Instructions to follow
Continue the guide on organizing Scout group inventory from where it stops.

Excerpt
* * * * * * *

How to organise Scout group inventory with categories and sub-categories
Every Scout group has a cupboard, store room, garage, trailer or mysterious corner where kit slowly gathers its own weather system.
There are tents in bags that may or may not belong together. Cooking boxes with three wooden spoons and no obvious lid. Necker bundles from several uniform eras. Badge boxes with labels written by leaders who moved on five years ago. A crate called “miscellaneous” that everyone is slightly afraid to open.
This is normal. Scout groups are busy, volunteer-led and full of equipment that moves between camps, meetings, events, leaders, sections and storage spaces.
The challenge is not simply owning the kit. The challenge is knowing what it is, where it is, whether it is usable and how to find it quickly when someone asks the classic question:
“Do we actually have enough of these for camp?”
A clear inventory structure helps answer that question without turning every quartermaster into a detective with a head torch.
This guide explains how Scout groups can organise inventory using parent categories, sub-categories, notes and simple review habits.
Why inventory organisation matters
A Scout group inventory is not just a list of things.
It helps leaders plan camps, prepare activities, avoid unnecessary purchases, manage uniform stock, track badges, spot missing kit and keep handovers manageable when volunteers change roles.

* * * * * * *

Supplied data

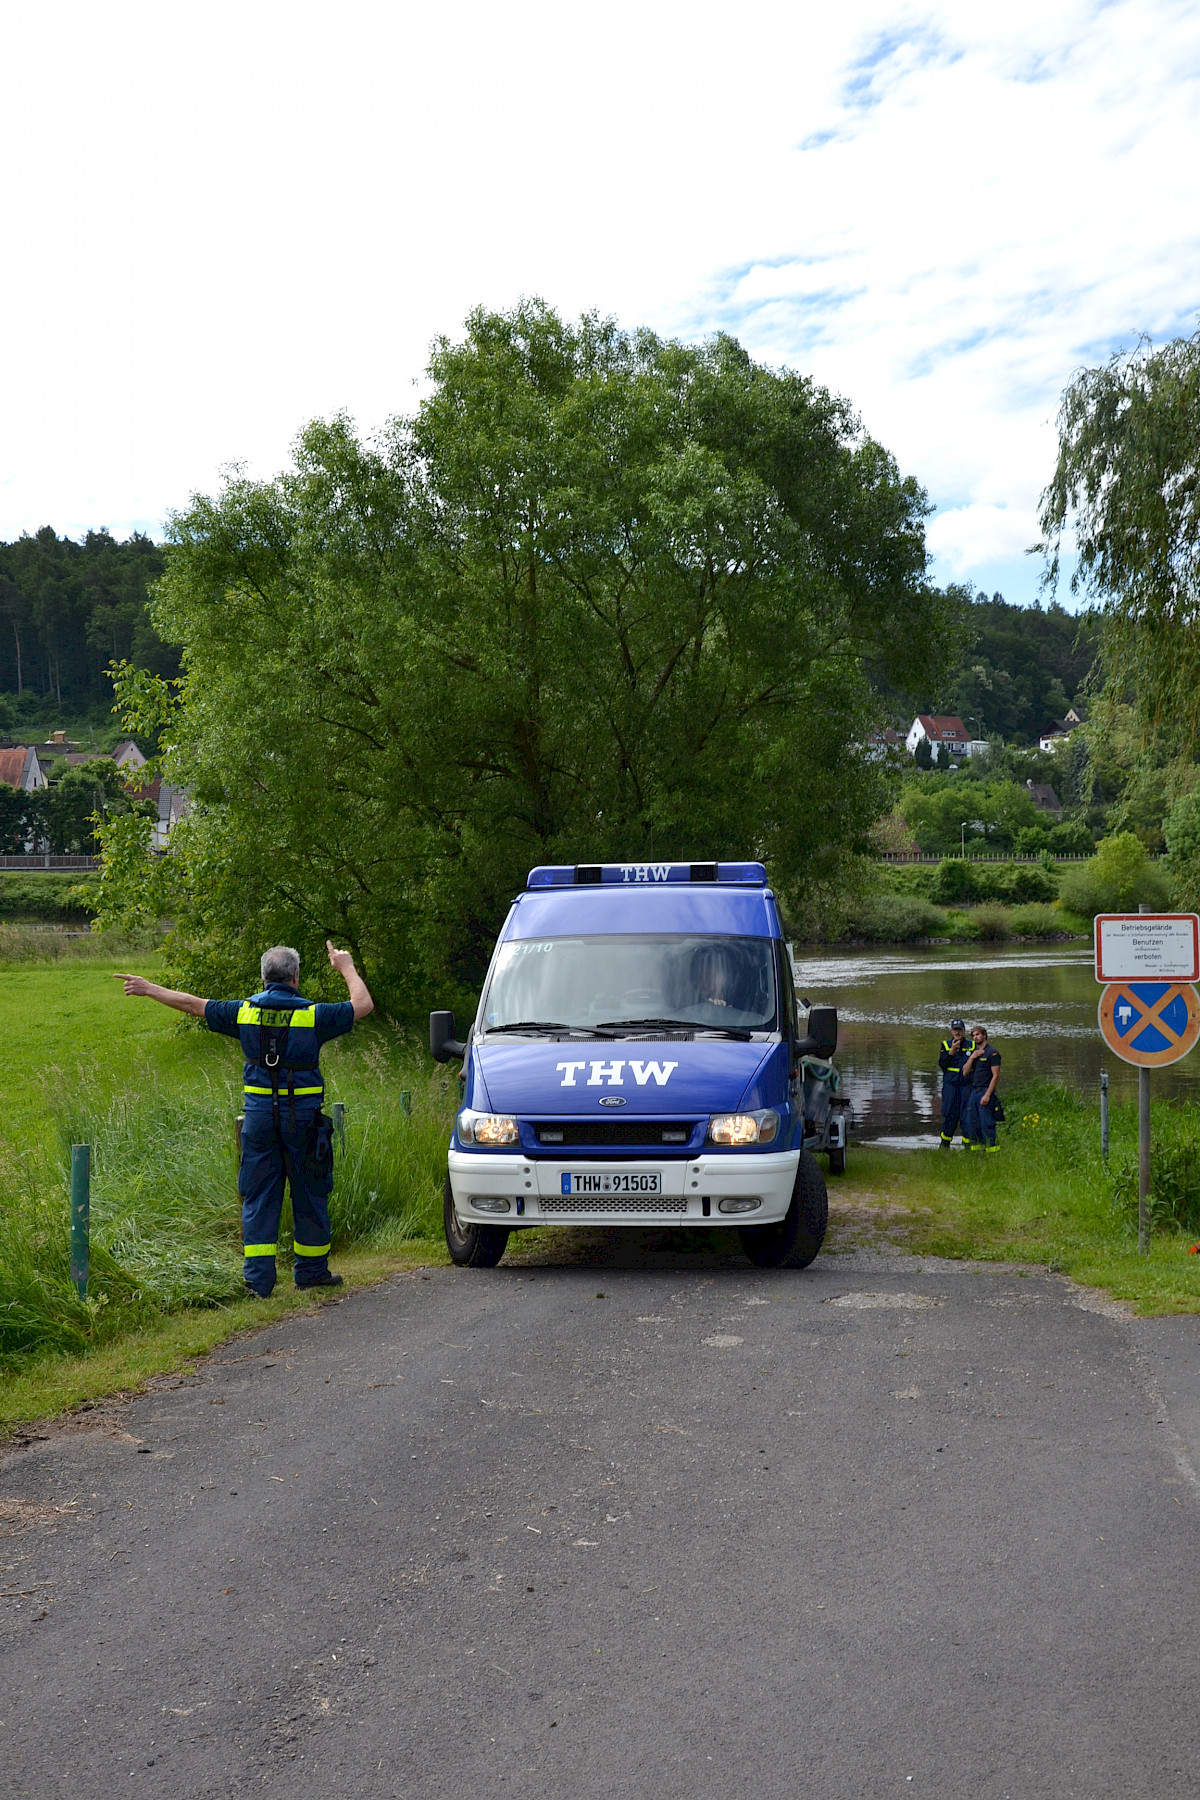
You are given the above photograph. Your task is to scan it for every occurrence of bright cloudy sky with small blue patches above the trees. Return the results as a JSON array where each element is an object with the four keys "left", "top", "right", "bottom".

* * * * * * *

Result for this task
Without a clear structure, several problems appear:
- items get duplicated because nobody knows they already exist
- useful equipment becomes invisible in storage
- leaders create their own private lists
- uniform stock becomes hard to search
- badge supplies are over-ordered or under-ordered
- broken or incomplete kit stays mixed in with usable kit
- new quartermasters inherit a cupboard full of folklore
A good category structure does not solve every problem, but it gives the whole inventory a map.
And when the map is simple enough for volunteers to understand, people are much more likely to use it.
Start with broad parent categories
The first level of organisation should be broad.
Parent categories are the main groups that leaders will recognise quickly. They should describe the general type or purpose of the item.
Useful parent categories might include:
- Camping
- Cooking
- Pioneering
- Uniform
- Badges
- First aid
- Games and activities
- Event equipment
- Navigation
- Storage and transport
- Electronics
- Craft supplies
The important thing is to avoid turning every small detail into a top-level category.
For example, a group probably does not need separate parent categories for:
- dome tents
- patrol tents
- spare pegs
- groundsheets
- mallets
- tarps
Those are all useful distinctions, but they probably sit better underneath a broader category such as Camping.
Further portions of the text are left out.